**To do:** Update the stretch from "Still, new knowledge" through "prevention and treatment." in the article on dementia risk, replacing "puzzle" with "mosaic".

**Document text:**
A new report from WebMD suggests that younger generations may be at an increasingly lower risk for dementia, despite previous reports that conditions like Alzheimer’s are actually on the rise.
The study looked at nearly 1,000 elderly New Yorkers and compares those born between 1916 and 1930 to those born in 1931 or beyond.
Once they hit age 70, the pre-’31 group began to develop dementia at a rate of 2.2% per year. Meanwhile, the younger group’s rate was substantially lower — just 0.4% per year.
What accounts for that contrast? Experts suspect it might be related to improvements in heart health. The 1931-and-after group showed a similar drop in the rate of cardiovascular disease, matching similar patterns in several overseas studies.
Scientists already know that heart disease and the factors affecting it (blood pressure, diet, body weight, exercise, and drug and tobacco use) are relevant risk factors for dementia, but these latest findings might suggest there’s more to that relationship than previously realized.
Then again, it’s unlikely that “the cardio connection” tells the whole story. Unrelated studies have recently revealed that many other factors — blood sugar, diabetes, cognitive stimulation, and social activity, among others — correspond with dementia rates.
Furthermore, the new WebMD report observes only a correlation between the declines in dementia and heart disease. Whether that correlation is causal remains unknown.
Still, new knowledge is always valuable. We’ve seen a flood of new reports on Alzheimer’s and dementia in recent months, and they are slowly piecing together a puzzle that might lead to major breakthroughs in dementia prevention and treatment.

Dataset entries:

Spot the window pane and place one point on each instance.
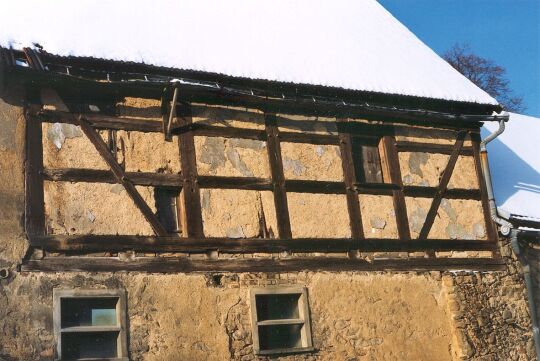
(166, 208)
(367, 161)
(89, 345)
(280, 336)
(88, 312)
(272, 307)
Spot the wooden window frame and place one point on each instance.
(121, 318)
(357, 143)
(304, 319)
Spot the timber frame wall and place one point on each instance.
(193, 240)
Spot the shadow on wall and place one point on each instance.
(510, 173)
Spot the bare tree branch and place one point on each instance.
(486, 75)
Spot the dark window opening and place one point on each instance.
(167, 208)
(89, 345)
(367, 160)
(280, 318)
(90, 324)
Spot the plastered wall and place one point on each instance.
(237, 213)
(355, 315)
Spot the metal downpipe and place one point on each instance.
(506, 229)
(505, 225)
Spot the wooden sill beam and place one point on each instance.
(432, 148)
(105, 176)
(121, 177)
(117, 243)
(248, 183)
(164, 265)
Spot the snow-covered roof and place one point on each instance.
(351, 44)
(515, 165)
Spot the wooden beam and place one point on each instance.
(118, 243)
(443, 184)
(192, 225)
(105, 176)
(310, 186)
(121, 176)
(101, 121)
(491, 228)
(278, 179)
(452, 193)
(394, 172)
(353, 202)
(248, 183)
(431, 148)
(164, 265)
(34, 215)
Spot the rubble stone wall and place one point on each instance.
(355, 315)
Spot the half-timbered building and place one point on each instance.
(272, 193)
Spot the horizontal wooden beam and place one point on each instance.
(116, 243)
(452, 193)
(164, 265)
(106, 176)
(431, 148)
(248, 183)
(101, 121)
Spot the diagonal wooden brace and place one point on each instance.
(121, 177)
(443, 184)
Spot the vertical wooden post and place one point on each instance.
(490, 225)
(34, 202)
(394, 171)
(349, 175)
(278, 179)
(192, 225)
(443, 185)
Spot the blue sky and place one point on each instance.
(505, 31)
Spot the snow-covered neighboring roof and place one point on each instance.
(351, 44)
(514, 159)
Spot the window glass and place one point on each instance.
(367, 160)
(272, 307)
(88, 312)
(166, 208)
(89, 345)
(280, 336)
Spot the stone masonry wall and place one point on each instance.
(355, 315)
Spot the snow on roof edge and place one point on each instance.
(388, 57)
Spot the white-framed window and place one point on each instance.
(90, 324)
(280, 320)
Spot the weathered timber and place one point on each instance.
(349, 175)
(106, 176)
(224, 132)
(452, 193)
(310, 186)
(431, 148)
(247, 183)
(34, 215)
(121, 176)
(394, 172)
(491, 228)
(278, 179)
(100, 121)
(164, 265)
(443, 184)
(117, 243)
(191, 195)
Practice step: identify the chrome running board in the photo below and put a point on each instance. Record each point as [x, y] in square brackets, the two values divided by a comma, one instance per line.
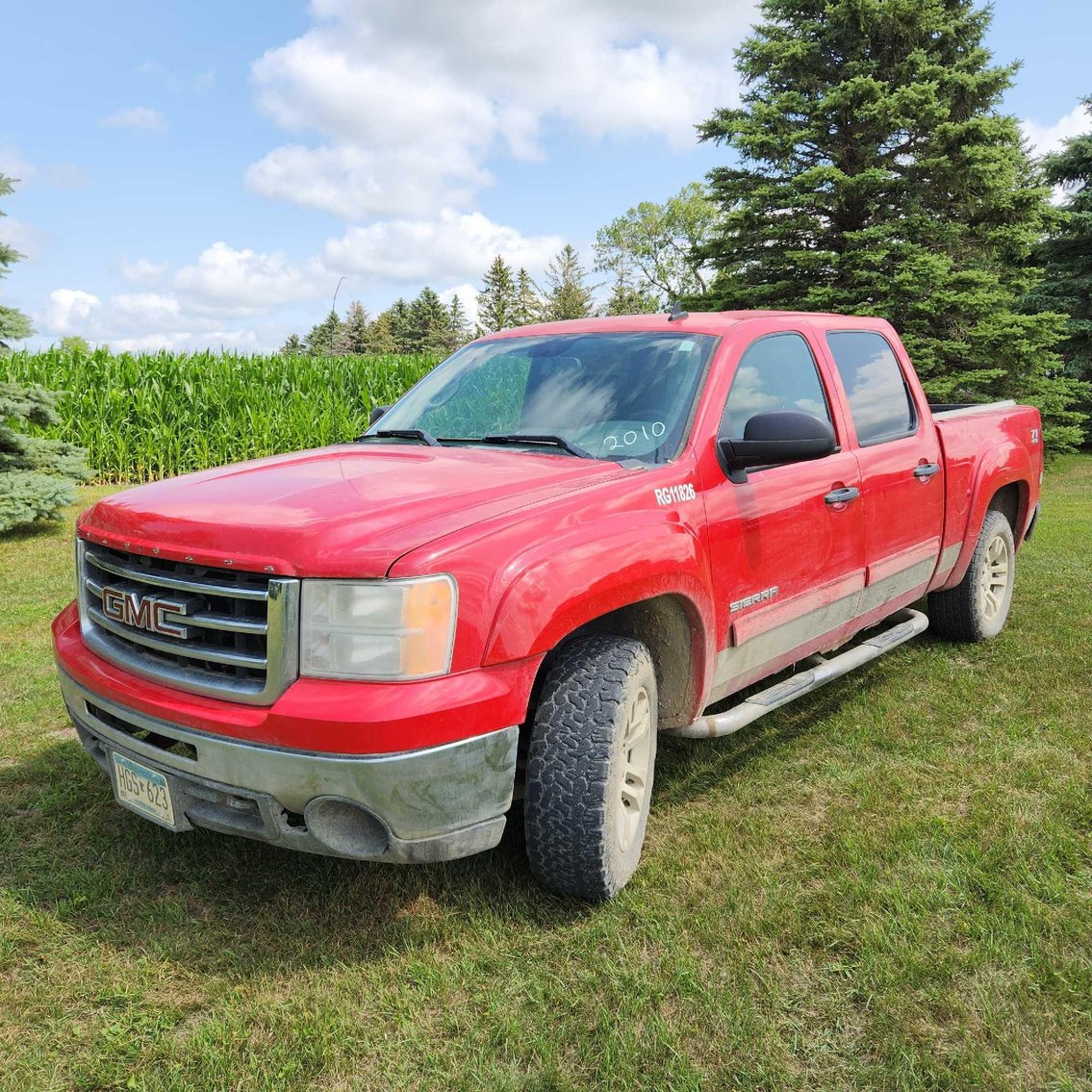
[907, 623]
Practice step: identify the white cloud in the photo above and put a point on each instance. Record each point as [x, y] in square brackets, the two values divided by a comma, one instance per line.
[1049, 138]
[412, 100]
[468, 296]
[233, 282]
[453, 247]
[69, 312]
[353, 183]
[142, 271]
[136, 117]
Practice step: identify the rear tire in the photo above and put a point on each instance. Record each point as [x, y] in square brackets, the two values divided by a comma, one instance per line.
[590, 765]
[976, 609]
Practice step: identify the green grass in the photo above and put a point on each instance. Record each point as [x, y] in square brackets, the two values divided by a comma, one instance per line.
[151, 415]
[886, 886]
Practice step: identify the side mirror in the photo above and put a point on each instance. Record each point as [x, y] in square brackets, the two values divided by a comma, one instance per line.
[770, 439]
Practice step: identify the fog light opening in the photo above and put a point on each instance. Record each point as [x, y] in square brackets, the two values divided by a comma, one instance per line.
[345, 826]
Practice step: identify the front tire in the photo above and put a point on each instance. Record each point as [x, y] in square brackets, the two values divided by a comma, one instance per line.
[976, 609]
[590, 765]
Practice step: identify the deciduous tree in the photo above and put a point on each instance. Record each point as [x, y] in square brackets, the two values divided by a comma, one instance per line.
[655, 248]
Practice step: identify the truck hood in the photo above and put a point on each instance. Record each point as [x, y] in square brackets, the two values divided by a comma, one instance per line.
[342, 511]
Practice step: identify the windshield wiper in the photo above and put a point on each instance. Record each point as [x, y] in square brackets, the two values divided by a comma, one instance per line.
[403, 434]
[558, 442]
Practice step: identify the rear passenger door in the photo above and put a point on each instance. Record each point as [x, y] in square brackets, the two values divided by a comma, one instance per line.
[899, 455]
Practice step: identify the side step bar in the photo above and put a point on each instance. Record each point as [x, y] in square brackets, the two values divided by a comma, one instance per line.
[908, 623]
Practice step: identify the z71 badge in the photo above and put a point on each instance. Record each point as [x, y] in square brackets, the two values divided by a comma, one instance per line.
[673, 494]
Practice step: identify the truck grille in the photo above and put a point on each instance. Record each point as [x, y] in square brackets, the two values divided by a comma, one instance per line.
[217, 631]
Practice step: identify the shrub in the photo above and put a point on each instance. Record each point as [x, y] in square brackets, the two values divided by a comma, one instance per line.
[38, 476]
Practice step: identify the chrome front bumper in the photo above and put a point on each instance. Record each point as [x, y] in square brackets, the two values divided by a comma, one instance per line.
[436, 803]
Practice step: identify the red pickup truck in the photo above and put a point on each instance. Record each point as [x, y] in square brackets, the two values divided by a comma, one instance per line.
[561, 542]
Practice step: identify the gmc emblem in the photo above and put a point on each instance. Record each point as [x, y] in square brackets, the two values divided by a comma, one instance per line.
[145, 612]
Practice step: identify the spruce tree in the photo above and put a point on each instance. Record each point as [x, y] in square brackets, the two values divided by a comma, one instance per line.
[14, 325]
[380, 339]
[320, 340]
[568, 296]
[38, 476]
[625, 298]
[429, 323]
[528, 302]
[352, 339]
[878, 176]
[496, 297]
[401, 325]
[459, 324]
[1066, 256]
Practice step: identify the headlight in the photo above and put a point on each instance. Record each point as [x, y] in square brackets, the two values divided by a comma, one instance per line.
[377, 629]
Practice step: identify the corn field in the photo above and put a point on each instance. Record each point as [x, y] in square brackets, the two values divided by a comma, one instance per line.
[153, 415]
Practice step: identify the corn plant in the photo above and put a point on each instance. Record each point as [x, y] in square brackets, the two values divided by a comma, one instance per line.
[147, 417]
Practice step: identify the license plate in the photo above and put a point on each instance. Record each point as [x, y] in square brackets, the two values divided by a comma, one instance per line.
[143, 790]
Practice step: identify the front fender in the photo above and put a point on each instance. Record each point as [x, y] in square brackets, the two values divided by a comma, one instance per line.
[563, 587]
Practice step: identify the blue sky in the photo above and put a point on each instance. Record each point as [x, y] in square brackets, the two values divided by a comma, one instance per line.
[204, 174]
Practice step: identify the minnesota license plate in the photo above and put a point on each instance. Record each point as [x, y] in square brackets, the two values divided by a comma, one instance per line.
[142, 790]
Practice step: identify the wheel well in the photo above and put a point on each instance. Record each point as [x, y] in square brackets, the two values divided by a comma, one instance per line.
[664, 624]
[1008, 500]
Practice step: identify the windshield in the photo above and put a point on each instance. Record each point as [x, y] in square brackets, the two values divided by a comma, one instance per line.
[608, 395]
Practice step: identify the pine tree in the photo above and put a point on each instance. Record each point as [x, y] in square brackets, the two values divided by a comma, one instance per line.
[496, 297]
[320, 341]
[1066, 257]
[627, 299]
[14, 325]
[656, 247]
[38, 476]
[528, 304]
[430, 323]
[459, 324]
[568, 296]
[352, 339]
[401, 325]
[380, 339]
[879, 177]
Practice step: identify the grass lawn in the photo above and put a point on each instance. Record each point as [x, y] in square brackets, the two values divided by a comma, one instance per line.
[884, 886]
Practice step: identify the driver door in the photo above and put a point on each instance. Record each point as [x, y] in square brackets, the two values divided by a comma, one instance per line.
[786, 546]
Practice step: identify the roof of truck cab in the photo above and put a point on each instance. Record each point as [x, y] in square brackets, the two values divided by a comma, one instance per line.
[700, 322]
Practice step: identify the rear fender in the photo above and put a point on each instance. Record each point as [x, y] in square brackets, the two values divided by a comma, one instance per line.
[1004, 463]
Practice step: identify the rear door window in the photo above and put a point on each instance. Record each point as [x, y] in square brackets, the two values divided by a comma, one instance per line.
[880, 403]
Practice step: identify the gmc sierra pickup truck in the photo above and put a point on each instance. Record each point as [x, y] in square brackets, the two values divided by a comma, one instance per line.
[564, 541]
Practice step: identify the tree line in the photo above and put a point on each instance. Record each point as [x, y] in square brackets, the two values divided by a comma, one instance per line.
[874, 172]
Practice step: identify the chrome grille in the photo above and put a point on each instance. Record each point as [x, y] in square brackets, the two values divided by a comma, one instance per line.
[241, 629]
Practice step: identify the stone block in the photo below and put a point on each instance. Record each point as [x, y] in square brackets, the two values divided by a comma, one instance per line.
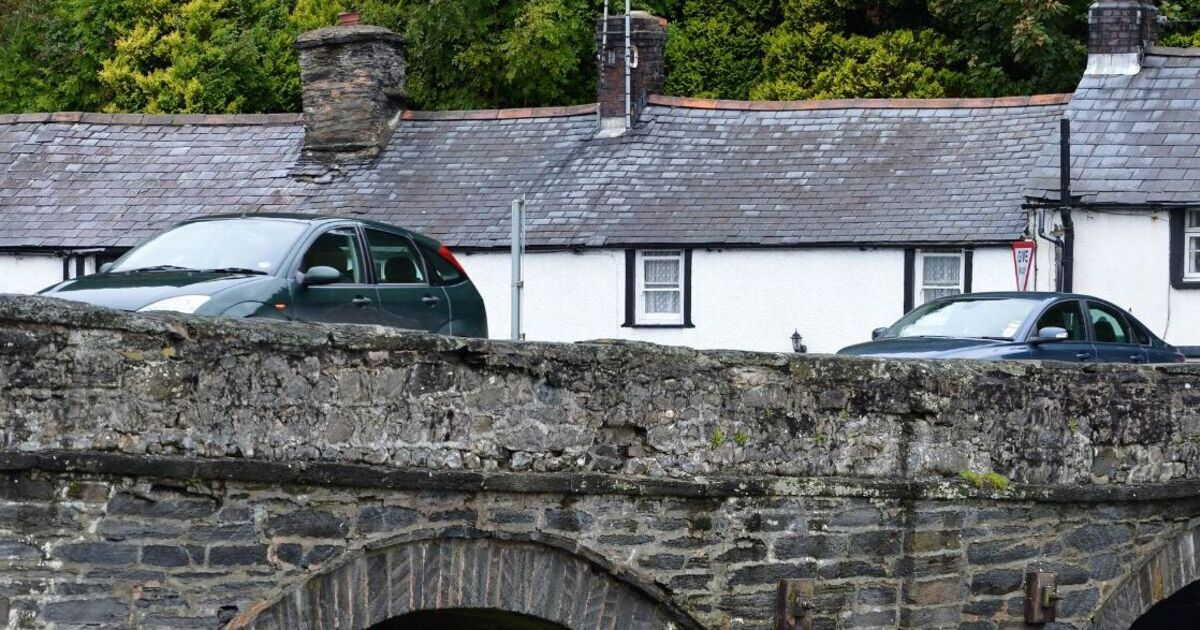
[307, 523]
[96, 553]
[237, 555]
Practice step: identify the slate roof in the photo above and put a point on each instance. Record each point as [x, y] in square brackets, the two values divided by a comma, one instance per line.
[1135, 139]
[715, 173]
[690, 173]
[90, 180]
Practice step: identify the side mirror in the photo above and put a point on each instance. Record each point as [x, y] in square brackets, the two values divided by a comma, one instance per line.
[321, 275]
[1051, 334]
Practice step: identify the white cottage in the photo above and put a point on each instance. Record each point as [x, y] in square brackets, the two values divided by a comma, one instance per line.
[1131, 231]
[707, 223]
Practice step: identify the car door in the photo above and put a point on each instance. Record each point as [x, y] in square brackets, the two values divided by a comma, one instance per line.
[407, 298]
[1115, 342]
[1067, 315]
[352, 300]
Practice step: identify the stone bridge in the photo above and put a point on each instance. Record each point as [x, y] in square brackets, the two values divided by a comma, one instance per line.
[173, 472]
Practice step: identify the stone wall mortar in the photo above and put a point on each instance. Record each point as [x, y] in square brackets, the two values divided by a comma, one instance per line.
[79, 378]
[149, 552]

**Exercise solution:**
Still, new knowledge is always valuable. We’ve seen a flood of new reports on Alzheimer’s and dementia in recent months, and they are slowly piecing together a mosaic that might lead to major breakthroughs in dementia prevention and treatment.